### Problem to solve
Would you please set down, word for word, the lines from the one with "Find each leaf" through the final line of the data below, omitting any pictures?

Dataset records START

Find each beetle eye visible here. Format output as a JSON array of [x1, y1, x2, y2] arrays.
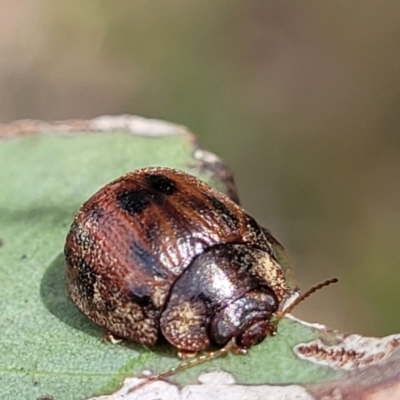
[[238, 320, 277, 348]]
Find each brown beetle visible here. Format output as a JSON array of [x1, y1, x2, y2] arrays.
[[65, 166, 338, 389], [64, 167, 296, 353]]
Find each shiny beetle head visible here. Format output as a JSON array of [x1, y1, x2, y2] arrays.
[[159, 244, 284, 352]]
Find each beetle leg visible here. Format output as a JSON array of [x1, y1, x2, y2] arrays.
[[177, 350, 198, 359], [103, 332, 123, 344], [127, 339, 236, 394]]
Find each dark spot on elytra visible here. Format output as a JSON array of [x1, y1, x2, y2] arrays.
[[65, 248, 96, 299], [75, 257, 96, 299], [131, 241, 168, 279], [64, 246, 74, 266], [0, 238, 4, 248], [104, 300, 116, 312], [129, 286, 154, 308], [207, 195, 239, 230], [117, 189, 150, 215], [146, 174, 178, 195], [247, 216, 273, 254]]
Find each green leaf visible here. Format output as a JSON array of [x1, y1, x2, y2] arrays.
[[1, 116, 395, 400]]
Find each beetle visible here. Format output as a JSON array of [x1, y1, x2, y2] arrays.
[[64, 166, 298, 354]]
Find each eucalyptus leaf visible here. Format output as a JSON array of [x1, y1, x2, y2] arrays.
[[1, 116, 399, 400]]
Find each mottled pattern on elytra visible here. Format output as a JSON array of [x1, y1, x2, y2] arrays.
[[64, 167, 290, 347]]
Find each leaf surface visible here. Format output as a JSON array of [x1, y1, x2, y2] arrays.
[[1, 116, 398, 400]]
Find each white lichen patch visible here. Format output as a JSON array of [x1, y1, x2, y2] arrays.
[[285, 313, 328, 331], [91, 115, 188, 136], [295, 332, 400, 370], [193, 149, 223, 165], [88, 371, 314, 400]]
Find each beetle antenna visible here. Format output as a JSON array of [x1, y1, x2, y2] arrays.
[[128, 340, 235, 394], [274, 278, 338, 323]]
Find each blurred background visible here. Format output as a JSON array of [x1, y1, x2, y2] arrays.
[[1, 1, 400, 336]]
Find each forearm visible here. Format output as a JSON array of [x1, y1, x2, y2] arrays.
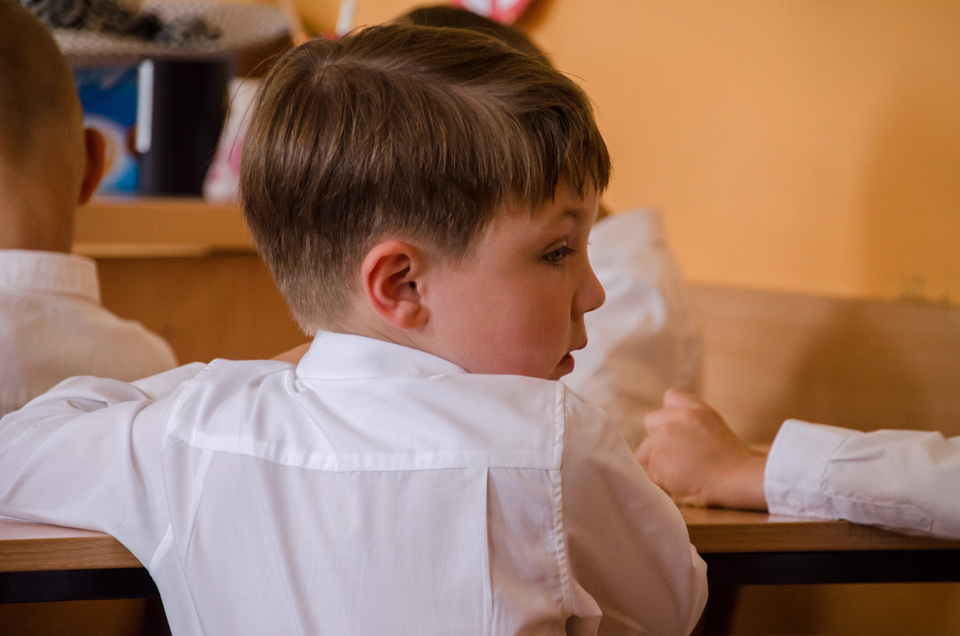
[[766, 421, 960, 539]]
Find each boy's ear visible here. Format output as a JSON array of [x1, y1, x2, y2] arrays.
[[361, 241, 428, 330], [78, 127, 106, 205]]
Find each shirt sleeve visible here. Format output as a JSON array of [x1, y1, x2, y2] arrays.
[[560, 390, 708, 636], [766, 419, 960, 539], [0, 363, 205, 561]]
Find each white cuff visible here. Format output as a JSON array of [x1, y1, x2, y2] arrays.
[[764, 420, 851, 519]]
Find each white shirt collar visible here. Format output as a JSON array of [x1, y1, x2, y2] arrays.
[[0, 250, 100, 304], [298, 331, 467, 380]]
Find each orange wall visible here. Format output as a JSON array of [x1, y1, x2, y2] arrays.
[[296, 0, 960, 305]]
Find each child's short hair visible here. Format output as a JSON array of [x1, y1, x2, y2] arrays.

Dataset records END

### Output for this task
Find each leaf surface visible here. Format output as a JSON array of [x1, y1, x2, y2] arrays.
[[1, 116, 398, 400]]
Find each white lichen patch visible here. Format output as a JSON array of [x1, y1, x2, y2] arrays.
[[285, 313, 328, 331], [91, 115, 188, 136], [295, 332, 400, 370], [193, 149, 223, 165], [88, 371, 314, 400]]
Find each beetle antenna visible here. Format output as a JSON array of [x1, y1, x2, y2] arrays.
[[128, 340, 235, 394], [274, 278, 338, 323]]
Find each blurred background visible here. Format output as a JSON array of [x1, y1, x2, y2] arrays.
[[1, 1, 400, 336]]
Find each forearm visible here. Format output as a JSON array of [x1, y1, x2, y2] arrays.
[[766, 421, 960, 539]]
Find each boy's ear visible here. Format output as a JSON array of [x1, y1, x2, y2] arrays.
[[361, 241, 428, 330], [78, 127, 106, 205]]
Find each shirt sleeve visible here. Format output as a JSON array of [x1, y1, x2, y2] arrays.
[[560, 390, 708, 636], [766, 419, 960, 539], [0, 363, 205, 561]]
Find each white cuff visible here. Format output as a JSON array of [x1, y1, x2, y2] arrays.
[[764, 420, 851, 519]]
Find each white shirt collar visible here. Format output as a JSON array of [x1, y1, x2, y2] arrays.
[[0, 250, 100, 304], [298, 331, 467, 380]]
Find each orange wall visible here. Format output as a JSON array of [x1, y1, x2, y2] arrays.
[[296, 0, 960, 305]]
Find each child's short hair visible here. Format output as a JSON array of [x1, y1, x2, y2] arrays.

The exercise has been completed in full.